WHAT TO PRODUCE: Every entry below must be reproduced exactly.

#### DATA FOR ANALYSIS

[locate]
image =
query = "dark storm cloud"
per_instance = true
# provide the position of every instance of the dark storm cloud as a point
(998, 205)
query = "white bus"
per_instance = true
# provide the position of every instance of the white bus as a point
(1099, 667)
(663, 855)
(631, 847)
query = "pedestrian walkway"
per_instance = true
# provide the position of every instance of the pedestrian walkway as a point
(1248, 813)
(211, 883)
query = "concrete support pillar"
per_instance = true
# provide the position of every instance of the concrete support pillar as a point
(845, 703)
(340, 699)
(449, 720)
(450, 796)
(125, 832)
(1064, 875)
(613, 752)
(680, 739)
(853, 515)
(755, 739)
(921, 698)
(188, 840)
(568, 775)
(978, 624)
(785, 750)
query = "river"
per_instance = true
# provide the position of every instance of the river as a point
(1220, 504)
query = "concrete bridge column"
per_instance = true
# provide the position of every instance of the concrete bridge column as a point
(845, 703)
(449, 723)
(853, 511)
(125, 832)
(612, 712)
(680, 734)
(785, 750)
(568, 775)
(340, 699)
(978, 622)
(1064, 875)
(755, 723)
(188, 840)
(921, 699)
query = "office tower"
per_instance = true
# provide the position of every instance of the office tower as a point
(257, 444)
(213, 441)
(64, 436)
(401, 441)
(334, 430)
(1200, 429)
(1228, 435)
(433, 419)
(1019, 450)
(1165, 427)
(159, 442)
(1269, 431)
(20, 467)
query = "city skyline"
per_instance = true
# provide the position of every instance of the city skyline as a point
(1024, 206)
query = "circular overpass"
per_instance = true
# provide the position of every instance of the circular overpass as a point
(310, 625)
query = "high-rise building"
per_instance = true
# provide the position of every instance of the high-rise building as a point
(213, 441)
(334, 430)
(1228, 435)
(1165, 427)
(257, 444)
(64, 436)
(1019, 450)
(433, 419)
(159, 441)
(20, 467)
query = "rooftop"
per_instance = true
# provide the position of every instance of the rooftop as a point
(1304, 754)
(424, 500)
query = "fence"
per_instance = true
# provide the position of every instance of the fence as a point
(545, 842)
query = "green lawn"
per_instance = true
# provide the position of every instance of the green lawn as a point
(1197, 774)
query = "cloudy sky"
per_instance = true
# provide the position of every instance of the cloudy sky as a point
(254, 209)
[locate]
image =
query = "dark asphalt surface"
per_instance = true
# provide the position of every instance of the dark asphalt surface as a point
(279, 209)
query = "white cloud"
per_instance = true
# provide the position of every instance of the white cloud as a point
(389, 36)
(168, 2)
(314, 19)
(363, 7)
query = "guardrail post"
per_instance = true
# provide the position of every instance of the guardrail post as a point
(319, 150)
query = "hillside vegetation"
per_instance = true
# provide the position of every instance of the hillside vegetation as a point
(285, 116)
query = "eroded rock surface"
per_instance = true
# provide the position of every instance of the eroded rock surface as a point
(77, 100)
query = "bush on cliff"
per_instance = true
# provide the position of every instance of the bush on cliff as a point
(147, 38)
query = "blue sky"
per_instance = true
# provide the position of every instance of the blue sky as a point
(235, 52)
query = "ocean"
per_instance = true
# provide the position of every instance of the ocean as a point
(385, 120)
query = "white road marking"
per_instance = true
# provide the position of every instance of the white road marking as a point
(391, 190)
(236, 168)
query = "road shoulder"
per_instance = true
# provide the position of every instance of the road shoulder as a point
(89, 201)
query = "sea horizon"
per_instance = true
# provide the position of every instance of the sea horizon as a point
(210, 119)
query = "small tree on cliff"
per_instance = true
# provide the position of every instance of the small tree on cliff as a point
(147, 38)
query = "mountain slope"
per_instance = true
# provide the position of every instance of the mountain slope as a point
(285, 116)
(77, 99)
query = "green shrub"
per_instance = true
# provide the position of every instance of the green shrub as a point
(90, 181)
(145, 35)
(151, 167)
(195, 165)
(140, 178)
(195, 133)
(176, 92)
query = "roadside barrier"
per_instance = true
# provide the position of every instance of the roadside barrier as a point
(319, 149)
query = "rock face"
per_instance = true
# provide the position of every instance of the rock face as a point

########

RESULT FOR THIS TASK:
[locate]
image =
query = "dark storm cloud"
per_instance = true
# provide the position of every instance of the dark storm cloud as a point
(998, 205)
query = "white bus"
per_instance = true
# provide the position of every instance of the white bus as a point
(1099, 667)
(663, 855)
(631, 847)
query = "pedestrian walkway"
per_instance = true
# provide the position of every instance of the pedestrian walkway as a point
(1248, 813)
(211, 883)
query = "concrete support pillar"
per_instance = true
# provide the position of every instance of the concrete support pillar as a point
(845, 703)
(340, 699)
(449, 720)
(450, 796)
(125, 832)
(1064, 875)
(613, 752)
(680, 739)
(853, 515)
(755, 739)
(921, 698)
(188, 840)
(568, 775)
(978, 624)
(785, 750)
query = "river"
per_instance = true
# provide the position of every instance of the river as a point
(1220, 504)
query = "concrete bridge column"
per_instance = true
# provide the position of every instance of the concrete bridge column as a point
(845, 703)
(449, 723)
(853, 511)
(125, 832)
(612, 712)
(680, 734)
(785, 750)
(568, 775)
(340, 699)
(978, 622)
(1064, 875)
(755, 723)
(188, 840)
(921, 699)
query = "office tower"
per_instance = true
# provide the position of every instance of the office tower as a point
(257, 444)
(213, 441)
(64, 436)
(401, 441)
(334, 430)
(1200, 429)
(1228, 435)
(433, 419)
(1019, 450)
(1165, 427)
(159, 442)
(1269, 431)
(20, 467)
query = "city skyline"
per_instance = true
# provide the position of every instance of the city skyline as a point
(1024, 206)
query = "circular overpass"
per_instance = true
# provide the position of every instance of the circular overpass as a point
(310, 625)
query = "high-rise building"
per_instance = true
# provide the position of every instance of the high-rise building as a point
(213, 441)
(334, 430)
(1228, 435)
(1165, 427)
(257, 444)
(64, 436)
(1019, 450)
(433, 419)
(159, 441)
(20, 467)
query = "rooftop"
per_instance = true
# provide the position of every instance of the rooftop as a point
(1304, 754)
(424, 500)
query = "fence"
per_instance = true
# provide the position of every instance of the fence as a point
(545, 842)
query = "green lawn"
per_instance = true
# provide the position of every instance of the green lawn as a point
(1197, 774)
query = "cloudy sky"
per_instance = true
# provide the position of every instance of the cloudy sky as a point
(254, 209)
[locate]
image =
query = "dark asphalt surface"
per_instance = true
# provide the position of every instance of the dark asphalt surface as a point
(279, 209)
query = "white cloud"
per_instance = true
# provide the position of every instance of the white cloud as a point
(389, 36)
(168, 2)
(314, 19)
(363, 7)
query = "guardrail post"
per_instance = true
# provide the position of every instance of the guardrail post as a point
(319, 150)
query = "hillside vegetation"
per_instance = true
# provide the position of every instance of the hillside vegetation as a point
(285, 116)
query = "eroded rock surface"
per_instance = true
# provide the position of every instance of the eroded rock surface as a point
(77, 100)
query = "bush on cliff"
per_instance = true
# provide the position of every instance of the bush on cliff as a point
(147, 38)
query = "blue sky"
per_instance = true
# provide the position of every instance of the blue sky as a point
(235, 52)
query = "ocean"
per_instance = true
# provide the position of every instance of the ocean as a point
(385, 120)
query = "white road marking"
per_instance = true
# provide the position of every instance of the white road marking as a point
(391, 190)
(236, 168)
query = "road shoulder"
per_instance = true
# provide the position of every instance of the road shoulder as a point
(89, 201)
query = "sea horizon"
per_instance = true
# provide the position of every instance of the sea horizon as a point
(210, 119)
query = "small tree on cliff"
per_instance = true
# provide the position of every instance of the small tree on cliff as a point
(147, 38)
query = "mountain slope"
per_instance = true
# provide the position of every instance of the mountain slope as a point
(285, 116)
(77, 99)
query = "green shrub"
per_instance = true
# provide the position of every instance of the green shrub as a point
(90, 181)
(145, 35)
(151, 167)
(195, 165)
(140, 178)
(195, 133)
(176, 92)
query = "roadside barrier"
per_instance = true
# provide the position of every instance of the roadside barrier as a point
(319, 149)
query = "rock face"
per_instance = true
# provide the position of every instance of the rock face as a point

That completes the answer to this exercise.